**Stated exercise 1**.
Answer these questions about the forum thread:
(a) Who takes a picture of Betsy while she takes a picture of him?
(b) According to Leslie, what kept her from talking during the Skype call?
(c) How many Kindles were at the meetup?

**Source**.
•••

Mike, Jan, Geoff, Susan, and Tessa are all here now. I think we're just waiting for Ann...

Of course, everyone has scattered to get some food, so I'll get pictures shortly.


----------



## geoffthomas (Feb 27, 2009)

I decided we need someone posting in addition to Heather.
We will post more pics soon.

Just sayin......


----------



## Betsy the Quilter (Oct 27, 2008)

Taken with my webcam:








Susan and Heather look at Ann's DX while Geoff looks on.









Mike takes a picture of me taking a picture of him!

Betsy


----------



## Leslie (Apr 7, 2008)

Oh, so cool. Live pictures! I wish I could be there.

Betsy, do you have Skype on your computer? I could dial in!

L


----------



## Michael R. Hicks (Oct 29, 2008)

Leslie said:


> Oh, so cool. Live pictures! I wish I could be there.
> 
> Betsy, do you have Skype on your computer? I could dial in!
> 
> L


Leslie - Betsy ran off to do a bit of shopping with Susan. But if you want, give kreelanwarrior a try on Skype and we can see if we connect...


----------



## Leslie (Apr 7, 2008)

Well, that sort of worked! I got to see Mike, Heather, Betsy, Geoff... we couldn't talk, though. Too much static.

L


----------



## Michael R. Hicks (Oct 29, 2008)

Leslie - sorry bout that! The wifi here went down and we lost the connection. Not sure what the deal was with the static. I'll look into that. Was good to see ya though!


----------



## Betsy the Quilter (Oct 27, 2008)

Are y'all still at the mall?

Betsy


----------



## Betsy the Quilter (Oct 27, 2008)

Ann, got Heather's drool off your DX yet?

Betsy


----------



## luvmy4brats (Nov 9, 2008)

I tried to slip it into my purse, but she caught me. 

Now, I know I NEED a DX. I should have gotten one when I was planning to before.


----------



## Betsy the Quilter (Oct 27, 2008)

LOL!  It was a great meet up, can't wait to see the other pics.  Did your husband show up?

Betsy


----------



## luvmy4brats (Nov 9, 2008)

We had 10 Kindles, 10 Oberons, 4 Netbooks (3 of them Acers) and at least 4 iPhones. I was going to take a picture of all of that wonderful technology, but got too excited about seeing Ann's DX. (Ann, I really was happy to see you too...promise!)


No, he got stuck in a meeting. I had to leave to get the BRATs to soccer practice.


----------



## Ann in Arlington (Oct 27, 2008)

I got home about 10 past 5.

•••

**Stated exercise 2**. Can you retype the rows in the stretch from the start of the rows through the line containing "[813,346,849,415]", with both ends included? Leave the pictures out.

(Dataset records)

•••

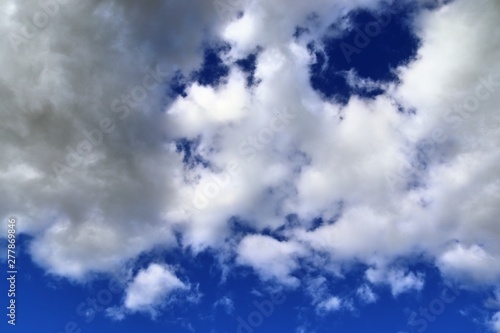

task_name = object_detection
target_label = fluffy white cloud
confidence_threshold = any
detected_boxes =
[490,312,500,333]
[366,268,424,297]
[0,0,500,309]
[356,284,378,304]
[318,296,342,312]
[124,264,189,312]
[237,235,305,286]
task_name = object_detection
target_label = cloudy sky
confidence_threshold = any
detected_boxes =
[0,0,500,333]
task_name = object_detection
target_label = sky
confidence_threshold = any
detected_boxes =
[0,0,500,333]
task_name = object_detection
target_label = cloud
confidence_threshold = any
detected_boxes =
[124,264,189,313]
[214,296,234,314]
[356,284,378,304]
[318,296,342,312]
[237,235,305,286]
[0,0,500,316]
[366,268,424,297]
[490,312,500,333]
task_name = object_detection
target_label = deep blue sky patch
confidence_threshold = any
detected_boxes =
[309,6,419,103]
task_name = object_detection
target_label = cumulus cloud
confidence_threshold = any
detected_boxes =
[237,235,305,286]
[0,0,500,320]
[318,296,342,312]
[366,268,424,297]
[124,264,189,313]
[356,284,378,304]
[490,312,500,333]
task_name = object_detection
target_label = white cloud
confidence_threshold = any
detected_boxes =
[318,296,342,312]
[366,268,424,297]
[0,0,500,308]
[124,264,189,313]
[237,235,305,286]
[356,284,378,304]
[490,312,500,333]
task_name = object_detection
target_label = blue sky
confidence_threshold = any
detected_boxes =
[0,0,500,333]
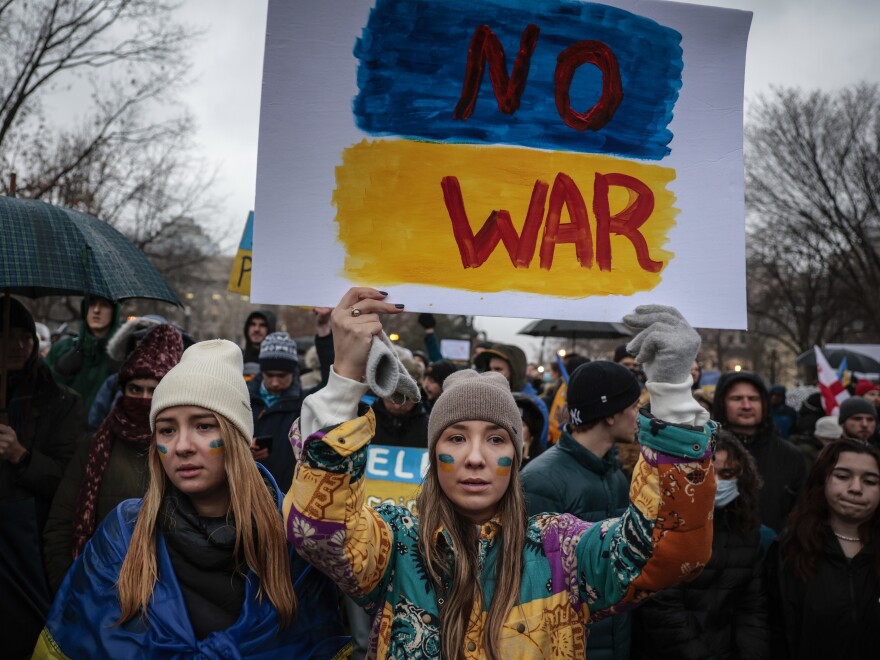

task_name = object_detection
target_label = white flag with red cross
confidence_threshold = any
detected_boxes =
[813,346,849,415]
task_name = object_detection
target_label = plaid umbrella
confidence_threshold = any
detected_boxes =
[0,196,180,305]
[0,196,180,423]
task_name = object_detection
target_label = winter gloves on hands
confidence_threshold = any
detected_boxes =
[366,331,422,403]
[623,305,701,383]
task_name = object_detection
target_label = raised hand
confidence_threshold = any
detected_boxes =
[330,287,403,380]
[623,305,701,383]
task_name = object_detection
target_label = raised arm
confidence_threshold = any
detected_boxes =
[284,288,403,599]
[555,305,715,618]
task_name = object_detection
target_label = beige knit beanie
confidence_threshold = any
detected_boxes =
[428,369,522,460]
[150,339,254,442]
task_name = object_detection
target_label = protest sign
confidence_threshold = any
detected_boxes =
[252,0,751,328]
[364,444,428,511]
[227,211,254,296]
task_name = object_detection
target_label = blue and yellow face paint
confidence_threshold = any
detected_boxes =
[437,454,455,472]
[495,456,513,477]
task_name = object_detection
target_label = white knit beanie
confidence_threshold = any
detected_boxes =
[150,339,254,442]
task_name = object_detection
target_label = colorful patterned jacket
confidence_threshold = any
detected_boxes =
[284,372,715,660]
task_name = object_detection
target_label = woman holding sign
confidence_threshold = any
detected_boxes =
[34,339,347,658]
[284,288,715,659]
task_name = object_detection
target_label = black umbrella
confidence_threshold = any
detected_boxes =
[519,319,633,340]
[0,196,180,419]
[795,348,880,373]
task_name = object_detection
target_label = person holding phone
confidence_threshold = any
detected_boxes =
[248,324,333,492]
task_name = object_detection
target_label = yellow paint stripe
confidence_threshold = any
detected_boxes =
[333,140,678,297]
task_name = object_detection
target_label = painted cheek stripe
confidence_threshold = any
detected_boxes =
[437,454,455,472]
[495,456,513,477]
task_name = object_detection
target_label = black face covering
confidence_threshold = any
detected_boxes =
[122,396,153,428]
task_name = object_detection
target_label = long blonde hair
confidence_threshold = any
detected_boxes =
[116,413,297,628]
[416,452,528,660]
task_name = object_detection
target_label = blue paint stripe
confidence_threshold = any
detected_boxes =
[353,0,683,160]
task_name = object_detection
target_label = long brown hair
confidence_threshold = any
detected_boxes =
[779,438,880,582]
[116,413,297,628]
[416,452,528,660]
[715,431,764,532]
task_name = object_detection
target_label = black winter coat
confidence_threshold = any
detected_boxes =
[737,430,807,534]
[767,528,880,660]
[248,336,334,493]
[521,431,630,660]
[248,374,305,493]
[632,507,770,660]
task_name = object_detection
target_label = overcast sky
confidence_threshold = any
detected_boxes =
[174,0,880,357]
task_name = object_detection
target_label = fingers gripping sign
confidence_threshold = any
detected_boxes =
[330,287,404,380]
[623,305,701,383]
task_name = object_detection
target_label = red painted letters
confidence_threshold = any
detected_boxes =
[452,25,539,120]
[440,172,663,273]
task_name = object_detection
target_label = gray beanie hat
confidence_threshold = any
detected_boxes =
[150,339,254,442]
[837,396,877,426]
[260,332,299,373]
[428,369,522,460]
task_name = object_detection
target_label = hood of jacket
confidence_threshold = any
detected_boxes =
[107,314,168,363]
[712,371,773,431]
[242,309,278,346]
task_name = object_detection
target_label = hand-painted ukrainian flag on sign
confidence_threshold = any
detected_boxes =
[255,0,750,326]
[227,211,254,296]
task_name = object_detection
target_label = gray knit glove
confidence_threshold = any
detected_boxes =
[623,305,701,383]
[366,331,422,404]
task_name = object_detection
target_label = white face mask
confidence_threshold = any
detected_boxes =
[715,479,739,507]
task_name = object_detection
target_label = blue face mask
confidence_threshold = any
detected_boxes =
[260,383,281,408]
[715,479,739,508]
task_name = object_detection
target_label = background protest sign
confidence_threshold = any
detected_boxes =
[252,0,751,328]
[364,444,428,511]
[226,211,254,296]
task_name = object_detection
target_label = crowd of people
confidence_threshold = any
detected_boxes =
[0,288,880,660]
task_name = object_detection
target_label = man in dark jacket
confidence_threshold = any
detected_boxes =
[46,296,120,413]
[0,298,86,658]
[522,361,640,660]
[712,371,807,534]
[248,332,333,493]
[241,309,276,365]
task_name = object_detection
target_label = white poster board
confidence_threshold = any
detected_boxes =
[251,0,751,328]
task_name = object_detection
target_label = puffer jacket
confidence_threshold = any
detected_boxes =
[632,507,770,660]
[767,527,880,660]
[712,371,807,533]
[284,374,715,660]
[521,431,631,660]
[46,299,120,413]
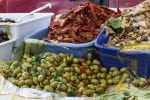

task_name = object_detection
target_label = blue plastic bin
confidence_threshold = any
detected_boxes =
[24,27,98,57]
[95,29,150,78]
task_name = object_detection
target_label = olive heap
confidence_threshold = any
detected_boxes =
[1,52,146,97]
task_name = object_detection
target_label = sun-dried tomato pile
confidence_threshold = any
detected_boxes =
[44,2,121,43]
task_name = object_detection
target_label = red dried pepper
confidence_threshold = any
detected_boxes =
[43,2,121,43]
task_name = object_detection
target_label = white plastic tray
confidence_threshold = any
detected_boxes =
[0,13,54,47]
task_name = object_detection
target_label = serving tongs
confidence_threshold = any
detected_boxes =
[15,3,52,23]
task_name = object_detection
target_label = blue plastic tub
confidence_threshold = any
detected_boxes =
[24,27,96,57]
[95,29,150,78]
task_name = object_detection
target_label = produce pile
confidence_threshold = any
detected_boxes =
[0,29,9,43]
[103,0,150,48]
[0,18,16,23]
[0,52,146,97]
[44,2,121,43]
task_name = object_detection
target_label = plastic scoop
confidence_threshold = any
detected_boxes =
[15,3,52,23]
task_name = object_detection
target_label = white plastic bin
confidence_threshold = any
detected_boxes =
[0,13,54,47]
[0,27,16,61]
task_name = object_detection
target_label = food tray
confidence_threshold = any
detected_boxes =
[95,29,150,78]
[25,27,95,49]
[0,27,16,61]
[0,13,54,47]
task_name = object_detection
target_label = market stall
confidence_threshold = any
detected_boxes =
[0,0,150,100]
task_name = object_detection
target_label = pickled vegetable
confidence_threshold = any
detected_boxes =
[1,52,146,97]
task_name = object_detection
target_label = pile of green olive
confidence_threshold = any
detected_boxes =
[1,53,146,97]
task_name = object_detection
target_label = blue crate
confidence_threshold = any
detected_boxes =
[24,27,98,57]
[95,29,150,78]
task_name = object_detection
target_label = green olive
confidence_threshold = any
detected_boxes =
[37,67,43,72]
[95,87,105,94]
[44,85,54,92]
[106,74,112,79]
[107,79,113,85]
[110,67,118,72]
[100,83,107,88]
[91,79,99,85]
[120,67,128,73]
[112,71,120,77]
[74,67,80,73]
[87,84,96,90]
[22,85,29,88]
[114,76,122,80]
[85,69,91,75]
[122,73,129,80]
[81,73,87,79]
[139,81,146,88]
[59,62,67,68]
[49,67,55,72]
[77,82,84,87]
[22,72,30,79]
[17,73,22,78]
[56,67,63,72]
[78,87,84,93]
[13,67,21,75]
[113,79,120,85]
[132,79,140,87]
[60,84,67,91]
[100,73,107,79]
[99,79,107,84]
[73,58,80,64]
[63,67,71,72]
[87,53,92,60]
[33,77,39,85]
[43,79,49,85]
[18,80,25,86]
[83,89,94,96]
[25,79,33,86]
[60,92,67,96]
[38,75,44,82]
[35,85,42,90]
[86,60,92,66]
[70,76,75,82]
[91,74,96,79]
[50,81,58,88]
[93,59,100,65]
[31,85,35,89]
[96,73,102,79]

•••

**Result 1**.
(a) Mike
(b) Too much static
(c) 10

**Result 2**.
task_name = object_detection
target_label = fluffy white cloud
confidence_threshold = any
detected_boxes =
[490,312,500,333]
[366,268,424,297]
[0,0,500,309]
[356,284,378,304]
[318,296,342,312]
[124,264,189,312]
[237,235,305,286]
task_name = object_detection
target_label = cloudy sky
confidence_threshold = any
detected_boxes =
[0,0,500,333]
task_name = object_detection
target_label = sky
confidence_threshold = any
detected_boxes =
[0,0,500,333]
task_name = object_detection
target_label = cloud
confidence_threshold = any
detected_boxes =
[124,264,189,313]
[214,296,234,314]
[356,284,378,304]
[318,296,342,312]
[237,235,305,286]
[0,0,500,316]
[366,268,424,297]
[490,312,500,333]
task_name = object_detection
target_label = deep blue sky patch
confidence_threshold = any
detected_boxes =
[309,6,419,103]
task_name = object_detection
target_label = cumulus cloud
confidence_threshold = any
detected_boxes =
[237,235,305,286]
[0,0,500,320]
[318,296,342,312]
[366,268,424,297]
[124,264,189,313]
[356,284,378,304]
[490,312,500,333]
task_name = object_detection
target_label = white cloud
confidence_threshold = any
detected_boxes =
[318,296,342,312]
[366,268,424,297]
[0,0,500,308]
[124,264,189,313]
[237,235,305,286]
[356,284,378,304]
[490,312,500,333]
task_name = object_detection
target_label = blue sky
confidence_threshold = any
detected_boxes =
[0,0,500,333]

task_name = object_detection
target_label = white flag with red cross
confidence_threshold = any
detected_boxes =
[813,346,849,415]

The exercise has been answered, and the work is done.